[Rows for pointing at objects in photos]

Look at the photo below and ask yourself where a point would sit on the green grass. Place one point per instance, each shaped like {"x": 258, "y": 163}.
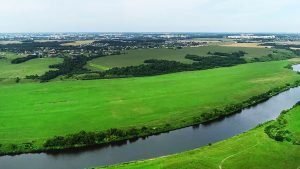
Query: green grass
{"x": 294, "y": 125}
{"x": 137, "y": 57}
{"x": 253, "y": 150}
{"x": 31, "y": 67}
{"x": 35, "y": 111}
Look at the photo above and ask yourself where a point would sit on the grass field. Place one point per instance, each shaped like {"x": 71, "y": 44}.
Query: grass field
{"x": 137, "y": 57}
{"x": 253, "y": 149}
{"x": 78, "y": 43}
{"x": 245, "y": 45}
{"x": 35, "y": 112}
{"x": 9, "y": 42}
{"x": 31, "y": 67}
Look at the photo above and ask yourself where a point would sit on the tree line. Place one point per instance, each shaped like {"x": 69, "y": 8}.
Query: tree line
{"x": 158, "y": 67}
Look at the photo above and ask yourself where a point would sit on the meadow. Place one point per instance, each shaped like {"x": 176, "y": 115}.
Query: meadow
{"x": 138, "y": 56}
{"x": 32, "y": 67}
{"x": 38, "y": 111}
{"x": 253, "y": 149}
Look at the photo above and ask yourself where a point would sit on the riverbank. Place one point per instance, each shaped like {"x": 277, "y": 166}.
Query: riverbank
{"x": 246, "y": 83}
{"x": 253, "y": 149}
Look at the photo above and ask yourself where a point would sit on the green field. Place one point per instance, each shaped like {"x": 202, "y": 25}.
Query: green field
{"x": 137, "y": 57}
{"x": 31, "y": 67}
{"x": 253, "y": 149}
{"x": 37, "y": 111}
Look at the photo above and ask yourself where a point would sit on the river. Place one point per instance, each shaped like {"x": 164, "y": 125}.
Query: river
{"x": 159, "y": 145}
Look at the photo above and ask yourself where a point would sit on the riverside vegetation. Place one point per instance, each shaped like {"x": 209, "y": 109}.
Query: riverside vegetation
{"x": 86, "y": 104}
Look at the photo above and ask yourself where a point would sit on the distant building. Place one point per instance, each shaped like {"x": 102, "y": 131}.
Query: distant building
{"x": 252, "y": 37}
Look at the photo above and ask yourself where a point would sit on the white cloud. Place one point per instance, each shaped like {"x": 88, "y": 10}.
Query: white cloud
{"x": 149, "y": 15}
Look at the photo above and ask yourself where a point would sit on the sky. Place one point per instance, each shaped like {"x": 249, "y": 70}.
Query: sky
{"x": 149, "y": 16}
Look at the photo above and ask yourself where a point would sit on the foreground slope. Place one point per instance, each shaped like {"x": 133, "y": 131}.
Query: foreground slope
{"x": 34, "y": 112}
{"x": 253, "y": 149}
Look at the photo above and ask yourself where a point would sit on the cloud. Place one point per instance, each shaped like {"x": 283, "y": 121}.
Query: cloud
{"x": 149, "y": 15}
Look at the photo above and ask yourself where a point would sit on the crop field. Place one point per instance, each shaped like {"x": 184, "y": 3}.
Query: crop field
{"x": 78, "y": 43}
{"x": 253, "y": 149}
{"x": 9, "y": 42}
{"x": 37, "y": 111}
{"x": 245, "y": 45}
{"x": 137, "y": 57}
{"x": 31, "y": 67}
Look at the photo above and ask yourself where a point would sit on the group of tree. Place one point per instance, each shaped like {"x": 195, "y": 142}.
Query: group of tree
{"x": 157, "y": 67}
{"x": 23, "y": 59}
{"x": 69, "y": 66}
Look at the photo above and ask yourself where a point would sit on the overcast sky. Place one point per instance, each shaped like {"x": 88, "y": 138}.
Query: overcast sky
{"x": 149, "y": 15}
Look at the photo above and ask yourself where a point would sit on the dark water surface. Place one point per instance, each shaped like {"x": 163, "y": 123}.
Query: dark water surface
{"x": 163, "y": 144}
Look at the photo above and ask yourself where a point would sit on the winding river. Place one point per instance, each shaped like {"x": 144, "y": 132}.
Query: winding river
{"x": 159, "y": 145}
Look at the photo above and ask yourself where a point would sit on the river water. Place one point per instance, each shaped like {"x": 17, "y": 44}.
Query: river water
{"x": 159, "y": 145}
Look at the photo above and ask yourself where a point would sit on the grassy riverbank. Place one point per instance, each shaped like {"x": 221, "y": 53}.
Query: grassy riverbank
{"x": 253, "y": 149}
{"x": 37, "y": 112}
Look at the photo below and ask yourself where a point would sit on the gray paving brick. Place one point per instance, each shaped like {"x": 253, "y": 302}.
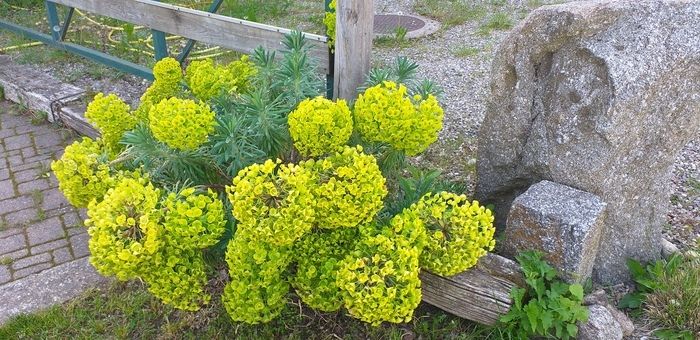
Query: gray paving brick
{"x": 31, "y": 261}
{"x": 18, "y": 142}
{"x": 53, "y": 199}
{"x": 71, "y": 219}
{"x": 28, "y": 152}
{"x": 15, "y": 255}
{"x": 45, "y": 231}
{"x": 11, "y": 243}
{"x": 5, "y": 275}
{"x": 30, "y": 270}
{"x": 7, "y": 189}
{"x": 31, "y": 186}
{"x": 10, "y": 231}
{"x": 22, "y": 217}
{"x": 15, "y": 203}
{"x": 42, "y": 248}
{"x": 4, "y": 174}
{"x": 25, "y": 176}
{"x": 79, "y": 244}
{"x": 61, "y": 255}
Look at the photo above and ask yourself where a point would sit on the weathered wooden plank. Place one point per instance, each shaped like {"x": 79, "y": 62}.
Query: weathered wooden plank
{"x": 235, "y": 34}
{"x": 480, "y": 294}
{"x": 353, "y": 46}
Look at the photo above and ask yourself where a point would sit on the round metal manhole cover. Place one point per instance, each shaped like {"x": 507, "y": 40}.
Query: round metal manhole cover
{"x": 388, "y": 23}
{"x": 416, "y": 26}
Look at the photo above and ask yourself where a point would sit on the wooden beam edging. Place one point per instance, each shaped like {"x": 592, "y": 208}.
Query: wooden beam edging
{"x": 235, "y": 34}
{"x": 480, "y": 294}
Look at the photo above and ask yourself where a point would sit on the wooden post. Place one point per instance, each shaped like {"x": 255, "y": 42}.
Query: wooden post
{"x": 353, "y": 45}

To do: Render these rows as a Markdown table with two columns, Index and Text. Put each line's number under Index and the line itself under Text, skip blank lines, and leave the pictures out of the answer.

Correct response:
| Index | Text |
|---|---|
| 1 | Look at the photo below and ask yourself where a point would sit on the green grass. Place one point per instance, each shaped like {"x": 258, "y": 163}. |
| 2 | Query: green grass |
| 3 | {"x": 294, "y": 125} |
| 4 | {"x": 137, "y": 57} |
| 5 | {"x": 253, "y": 150} |
| 6 | {"x": 31, "y": 67} |
| 7 | {"x": 35, "y": 111} |
| 8 | Look at the photo above and ask yourself where a point would sit on the grass field. Place one point per instance, each shaped like {"x": 71, "y": 44}. |
| 9 | Query: grass field |
| 10 | {"x": 137, "y": 57} |
| 11 | {"x": 253, "y": 149} |
| 12 | {"x": 78, "y": 43} |
| 13 | {"x": 245, "y": 45} |
| 14 | {"x": 35, "y": 112} |
| 15 | {"x": 9, "y": 42} |
| 16 | {"x": 31, "y": 67} |
| 17 | Look at the photo above and ask yourself where a point would sit on the tree line. Place one point per instance, each shaped like {"x": 69, "y": 8}. |
| 18 | Query: tree line |
| 19 | {"x": 158, "y": 67} |
| 20 | Look at the photo above and ask yourself where a point would sit on the meadow. Place one point per instance, each shaped like {"x": 176, "y": 115}. |
| 21 | Query: meadow |
| 22 | {"x": 138, "y": 56} |
| 23 | {"x": 32, "y": 67} |
| 24 | {"x": 38, "y": 111} |
| 25 | {"x": 253, "y": 149} |
| 26 | Look at the photo above and ask yourself where a point would sit on the riverbank. Place one point per instance, each shaped like {"x": 277, "y": 166}. |
| 27 | Query: riverbank |
| 28 | {"x": 246, "y": 83} |
| 29 | {"x": 253, "y": 149} |
| 30 | Look at the photo above and ask yourself where a point would sit on the green field. Place one point per instance, each shaped like {"x": 202, "y": 25}. |
| 31 | Query: green field |
| 32 | {"x": 137, "y": 57} |
| 33 | {"x": 31, "y": 67} |
| 34 | {"x": 253, "y": 149} |
| 35 | {"x": 37, "y": 111} |
| 36 | Look at the photo above and ask yourself where a point would sit on the river. Place one point per instance, each shaped like {"x": 164, "y": 125}. |
| 37 | Query: river |
| 38 | {"x": 159, "y": 145} |
| 39 | Look at the photo above and ask yourself where a point would sit on the riverside vegetation. Place one point per instance, each shaped like {"x": 209, "y": 109}. |
| 40 | Query: riverside vegetation |
| 41 | {"x": 86, "y": 104} |
| 42 | Look at the photo above and ask yourself where a point would sit on the distant building. Place one point per instance, each shaped like {"x": 102, "y": 131}. |
| 43 | Query: distant building |
| 44 | {"x": 252, "y": 37} |
| 45 | Look at the photo above and ask yourself where a point would sit on the white cloud. Place one point per instance, each shaped like {"x": 88, "y": 10}. |
| 46 | Query: white cloud |
| 47 | {"x": 149, "y": 15} |
| 48 | Look at the photo above and ask yourself where a point would sit on the sky. Place one point per instance, each shaped like {"x": 249, "y": 70}. |
| 49 | Query: sky |
| 50 | {"x": 149, "y": 16} |
| 51 | Look at the photo above and ask yourself where a point would sit on the foreground slope. Place one point per instance, each shaped like {"x": 133, "y": 131}. |
| 52 | Query: foreground slope |
| 53 | {"x": 34, "y": 112} |
| 54 | {"x": 253, "y": 149} |
| 55 | Look at the photo above and ask yourself where a point would sit on the cloud. Place one point per instance, each shaped like {"x": 283, "y": 121}. |
| 56 | Query: cloud |
| 57 | {"x": 149, "y": 15} |
| 58 | Look at the photo above and ask yourself where a point would sit on the crop field. Place one point per instance, each shaped like {"x": 184, "y": 3}. |
| 59 | Query: crop field |
| 60 | {"x": 78, "y": 43} |
| 61 | {"x": 253, "y": 149} |
| 62 | {"x": 9, "y": 42} |
| 63 | {"x": 37, "y": 111} |
| 64 | {"x": 245, "y": 45} |
| 65 | {"x": 137, "y": 57} |
| 66 | {"x": 31, "y": 67} |
| 67 | Look at the photo above and ask yourself where a point would sit on the group of tree. Place one point per instance, each shaped like {"x": 195, "y": 142}. |
| 68 | Query: group of tree |
| 69 | {"x": 157, "y": 67} |
| 70 | {"x": 23, "y": 59} |
| 71 | {"x": 69, "y": 66} |
| 72 | Look at the photo above and ask yourself where a point would sit on the overcast sky. Place one point per instance, each shaped like {"x": 88, "y": 138}. |
| 73 | Query: overcast sky |
| 74 | {"x": 149, "y": 15} |
| 75 | Look at the photo above and ask yourself where a point would sit on the dark water surface. Place one point per instance, each shaped like {"x": 163, "y": 123}. |
| 76 | Query: dark water surface |
| 77 | {"x": 163, "y": 144} |
| 78 | Look at the photo above and ask yourself where a point would sit on the winding river. Place one point per instance, each shaped like {"x": 144, "y": 132}. |
| 79 | Query: winding river |
| 80 | {"x": 159, "y": 145} |
| 81 | Look at the photo above and ask yourself where a point would sit on the river water. Place one point per instance, each shaped like {"x": 17, "y": 44}. |
| 82 | Query: river water |
| 83 | {"x": 159, "y": 145} |
| 84 | Look at the photo above and ask yourself where a point would sit on the grassy riverbank. Place one point per instance, each shaped like {"x": 221, "y": 53}. |
| 85 | Query: grassy riverbank |
| 86 | {"x": 253, "y": 149} |
| 87 | {"x": 37, "y": 112} |
| 88 | Look at the photo below and ask yourself where a point would sit on the gray paving brick. Place one point per instance, each shaped like {"x": 253, "y": 302}. |
| 89 | Query: gray paving brick |
| 90 | {"x": 31, "y": 261} |
| 91 | {"x": 18, "y": 142} |
| 92 | {"x": 53, "y": 199} |
| 93 | {"x": 71, "y": 219} |
| 94 | {"x": 28, "y": 152} |
| 95 | {"x": 15, "y": 255} |
| 96 | {"x": 45, "y": 231} |
| 97 | {"x": 11, "y": 243} |
| 98 | {"x": 5, "y": 275} |
| 99 | {"x": 30, "y": 270} |
| 100 | {"x": 7, "y": 189} |
| 101 | {"x": 31, "y": 186} |
| 102 | {"x": 10, "y": 231} |
| 103 | {"x": 22, "y": 217} |
| 104 | {"x": 15, "y": 203} |
| 105 | {"x": 42, "y": 248} |
| 106 | {"x": 4, "y": 174} |
| 107 | {"x": 25, "y": 176} |
| 108 | {"x": 79, "y": 244} |
| 109 | {"x": 61, "y": 255} |
| 110 | Look at the photo above and ask yourself where a point would sit on the weathered wooden plank. Place one point per instance, each shaped like {"x": 79, "y": 62}. |
| 111 | Query: weathered wooden plank |
| 112 | {"x": 235, "y": 34} |
| 113 | {"x": 480, "y": 294} |
| 114 | {"x": 353, "y": 46} |
| 115 | Look at the photo above and ask yourself where a point would sit on the round metal manhole cover. Place one point per instance, each shaped like {"x": 507, "y": 40}. |
| 116 | Query: round metal manhole cover |
| 117 | {"x": 388, "y": 23} |
| 118 | {"x": 416, "y": 26} |
| 119 | Look at the photo above and ask yourself where a point would sit on the wooden beam edging. Place one point per instance, each shaped like {"x": 592, "y": 208}. |
| 120 | Query: wooden beam edging |
| 121 | {"x": 235, "y": 34} |
| 122 | {"x": 480, "y": 294} |
| 123 | Look at the photo above and ask yourself where a point would sit on the wooden post. Place one point per instance, each shaped like {"x": 255, "y": 42}. |
| 124 | Query: wooden post |
| 125 | {"x": 353, "y": 45} |